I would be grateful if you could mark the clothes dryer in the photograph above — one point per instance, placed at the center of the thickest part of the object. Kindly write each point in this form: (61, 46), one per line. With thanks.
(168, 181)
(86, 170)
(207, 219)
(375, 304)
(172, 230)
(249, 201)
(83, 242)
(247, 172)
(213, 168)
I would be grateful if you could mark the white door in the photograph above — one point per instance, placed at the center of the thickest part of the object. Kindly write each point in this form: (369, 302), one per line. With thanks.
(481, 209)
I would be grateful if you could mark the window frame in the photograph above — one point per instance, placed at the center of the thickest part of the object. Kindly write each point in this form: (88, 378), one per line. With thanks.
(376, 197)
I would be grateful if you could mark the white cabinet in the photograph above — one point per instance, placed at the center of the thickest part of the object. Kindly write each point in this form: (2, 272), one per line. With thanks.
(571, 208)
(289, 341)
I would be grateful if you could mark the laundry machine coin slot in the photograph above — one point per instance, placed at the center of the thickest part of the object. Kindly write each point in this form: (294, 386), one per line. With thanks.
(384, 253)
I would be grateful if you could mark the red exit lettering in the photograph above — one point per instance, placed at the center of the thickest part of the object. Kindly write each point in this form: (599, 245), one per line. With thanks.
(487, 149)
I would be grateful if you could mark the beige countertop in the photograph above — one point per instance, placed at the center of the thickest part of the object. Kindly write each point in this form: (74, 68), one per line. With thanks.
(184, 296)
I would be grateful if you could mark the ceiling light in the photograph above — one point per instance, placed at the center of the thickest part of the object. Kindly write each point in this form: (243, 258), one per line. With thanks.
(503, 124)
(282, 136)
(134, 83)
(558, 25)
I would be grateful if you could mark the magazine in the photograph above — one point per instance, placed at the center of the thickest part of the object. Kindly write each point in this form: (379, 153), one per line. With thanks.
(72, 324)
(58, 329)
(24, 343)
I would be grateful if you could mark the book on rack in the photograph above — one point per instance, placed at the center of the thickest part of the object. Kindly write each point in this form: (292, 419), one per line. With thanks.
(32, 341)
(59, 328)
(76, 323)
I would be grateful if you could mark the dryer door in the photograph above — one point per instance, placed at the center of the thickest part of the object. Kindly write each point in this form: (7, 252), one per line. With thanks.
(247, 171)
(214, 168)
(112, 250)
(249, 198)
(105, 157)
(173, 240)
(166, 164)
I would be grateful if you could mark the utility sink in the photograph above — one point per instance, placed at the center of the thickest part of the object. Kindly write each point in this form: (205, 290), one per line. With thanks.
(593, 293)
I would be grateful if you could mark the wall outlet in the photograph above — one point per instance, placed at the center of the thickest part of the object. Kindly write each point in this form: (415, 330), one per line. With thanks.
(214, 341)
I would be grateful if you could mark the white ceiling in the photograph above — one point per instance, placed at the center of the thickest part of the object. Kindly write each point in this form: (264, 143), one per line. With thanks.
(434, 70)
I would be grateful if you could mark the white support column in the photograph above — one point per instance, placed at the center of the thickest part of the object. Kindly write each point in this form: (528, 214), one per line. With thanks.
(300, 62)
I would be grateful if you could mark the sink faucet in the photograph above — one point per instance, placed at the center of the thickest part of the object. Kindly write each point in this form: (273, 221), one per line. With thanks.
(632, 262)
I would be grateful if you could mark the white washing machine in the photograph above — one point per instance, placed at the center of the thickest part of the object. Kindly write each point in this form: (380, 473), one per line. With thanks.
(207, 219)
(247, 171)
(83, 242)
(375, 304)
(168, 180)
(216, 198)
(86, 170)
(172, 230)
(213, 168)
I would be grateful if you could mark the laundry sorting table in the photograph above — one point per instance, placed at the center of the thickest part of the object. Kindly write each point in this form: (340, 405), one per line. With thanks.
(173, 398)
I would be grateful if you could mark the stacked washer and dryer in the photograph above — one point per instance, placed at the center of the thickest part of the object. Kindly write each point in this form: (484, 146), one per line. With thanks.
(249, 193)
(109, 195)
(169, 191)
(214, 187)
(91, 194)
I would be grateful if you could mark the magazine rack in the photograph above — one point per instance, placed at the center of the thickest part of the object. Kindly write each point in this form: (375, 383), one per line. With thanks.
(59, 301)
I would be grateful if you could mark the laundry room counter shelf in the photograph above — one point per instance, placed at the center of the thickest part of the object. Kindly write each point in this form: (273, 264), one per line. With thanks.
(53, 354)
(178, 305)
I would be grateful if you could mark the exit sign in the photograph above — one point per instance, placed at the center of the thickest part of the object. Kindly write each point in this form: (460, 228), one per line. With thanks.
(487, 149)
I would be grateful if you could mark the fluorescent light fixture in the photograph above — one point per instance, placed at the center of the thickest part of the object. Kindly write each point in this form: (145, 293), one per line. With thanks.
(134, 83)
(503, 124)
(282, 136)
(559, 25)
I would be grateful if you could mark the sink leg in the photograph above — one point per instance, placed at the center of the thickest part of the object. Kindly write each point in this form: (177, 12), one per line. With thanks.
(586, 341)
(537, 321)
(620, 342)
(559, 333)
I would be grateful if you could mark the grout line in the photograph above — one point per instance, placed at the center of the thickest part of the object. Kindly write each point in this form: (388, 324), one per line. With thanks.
++++
**TASK REQUIREMENTS**
Write out the entries in full, exactly as given.

**EXERCISE SOLUTION**
I would be grateful if you could mark the clothes dryer in the photograph above — one point per instance, placed at the center of the thickest part of the object. Kindly write each point in this form: (61, 46), one per line. With thanks.
(168, 181)
(86, 170)
(207, 219)
(375, 304)
(172, 230)
(249, 201)
(83, 242)
(247, 172)
(213, 168)
I would be grateful if you could mark the white door in the photograph above — one point per instance, placed at the center of the thickest part of the object. Kindly write each point in this form: (369, 302), one per line. With thanks.
(481, 209)
I would be grateful if you could mark the window frame in the photograph above — one point per instance, placed at the center of the thickest part of the object. Kindly write each point in this form: (88, 378), one per line. With thanks.
(376, 197)
I would be grateful if you could mark the white cabinet in the photograph above — one point per instance, placed at the center of the thickest part of the object. Kindly write each point in this form: (2, 272), one per line. With thanks.
(571, 208)
(289, 341)
I would be grateful if you could mark the laundry machine coin slot in the photograph above — one point per instance, placed at the center of the thickest part of the object. Kindly write each point in this form: (294, 386), one per line. With thanks.
(384, 253)
I would be grateful if you could mark the red exit lettering in the photograph above — one point per instance, placed at the center of the thickest part of the object. Kindly write each point in this form: (599, 245), one per line. With thanks.
(487, 149)
I would be grateful if you could mark the beige countertop in the photograph above — one point per instance, placed at the center of the thickest part of the object. Kindly write each point in this form: (74, 68), one per line. With thanks.
(184, 296)
I would be grateful if you could mark the ceiling light in the photograph above — one point per instance, placed at the center of the thickest part of the object. Kindly write each point in this form: (243, 258), one per line. With thanks.
(503, 124)
(282, 136)
(134, 83)
(558, 25)
I would be grateful if you could mark the magazine in the photograph above — one point per instance, placed at the center of the thickest part of the object. Kindly write each point in this form: (379, 153), one per line. With thanks.
(72, 324)
(58, 329)
(24, 343)
I would be grateful if you could mark the book on rack in the photograph above — one point per instance, placed at the center of the thickest part of the object. Kindly write each point in this form: (292, 419), one per line. With thanks.
(32, 341)
(59, 328)
(76, 323)
I would be grateful if you could mark the dryer door in the photograph above — one point per instance, placed at the center of the thickest part of the object. Kindly write each point in this form: (7, 252), one per line. With thanks.
(247, 171)
(214, 168)
(112, 250)
(249, 198)
(105, 157)
(173, 240)
(166, 164)
I would be grateful if you could mark the utility sink in the photograph above — one point per instance, placed at the center of the thickest part of the object. Kindly write each point in this form: (205, 290), one per line. With thanks.
(593, 293)
I would be grateful if you could mark the wall outlet in the photograph above — one point per instance, placed at the center of the thickest part of the object. Kindly write each point in this form: (415, 330), one per line. With thanks.
(214, 341)
I would be grateful if you could mark the white ceiling in the photograph above — one point per instance, placed at the center of the thickest part of the object. Kindly write each point in this form: (264, 143), one per line. With thanks.
(434, 70)
I would be grateful if you could mark the white support column in the photograph above — one point per instance, placed at the center of the thickest part of the object. Kindly write each point in this form: (528, 214), one per line. With thanks.
(300, 62)
I would be grateful if you could mark the sink faucet in the photograph above — one point per instance, placed at the center of the thickest part of the object. Kindly write each point in this form: (273, 221), one per line. With thanks.
(632, 262)
I would be grateful if you could mark the white washing machine in the photograph above — one point per instance, placed at the center of the thickest part of the object. Kindly write each point in this form: (380, 473), one per line. With thanks.
(207, 219)
(247, 171)
(83, 242)
(375, 304)
(168, 180)
(216, 198)
(86, 170)
(172, 230)
(213, 168)
I would be grateful if you could mark the laundry sorting table in the photograph above — one point per instance, placed at the center of the thickest part of the object. Kindly write each point in this form: (340, 405), one per line. With thanks.
(173, 398)
I would be grateful if you could mark the stacked washer and dryer in the photograph above — one point per instance, placed at the center of the thickest part of the object. Kindly write each point in this form: (484, 146), one per line. With thanks.
(249, 193)
(109, 195)
(169, 191)
(214, 187)
(91, 194)
I would be grateful if you could mark the magazine rack in the photograph above — one point per instance, placed at the center of the thickest part of the object. Kindly write each point in this form: (375, 383), one per line. With thanks.
(59, 301)
I would be grateful if you could mark the laundry room counter shelf in the photograph above — one point per instance, placed at the center of the thickest part of the object. Kindly write each point in this form: (273, 264), one per line. With thanks.
(53, 354)
(178, 305)
I would be grateful if you could mark the exit sign in the photograph above — one point per instance, placed at the center of the thickest part of the object. Kindly write each point in this form: (460, 228), one per line. With thanks.
(487, 149)
I would be grateful if you could mark the fluorescent light fixture in the photograph above — one point per instance, placed at the center of the thickest part of the object. Kindly write each point in this form: (145, 293), one per line. With thanks.
(134, 83)
(503, 124)
(282, 136)
(559, 25)
I would be grateful if you could mark the sink leg in the photograph above — one point per instance, placed at the center of the thickest part of the object. Kindly write each point in this form: (177, 12), one per line. With thanks.
(586, 341)
(537, 321)
(620, 342)
(559, 333)
I would be grateful if you could mark the grout line in the photograph above — one point per instance, placed at the center of the thickest part of the object. Kindly write each point in this form: (388, 324), one per line. With thanks.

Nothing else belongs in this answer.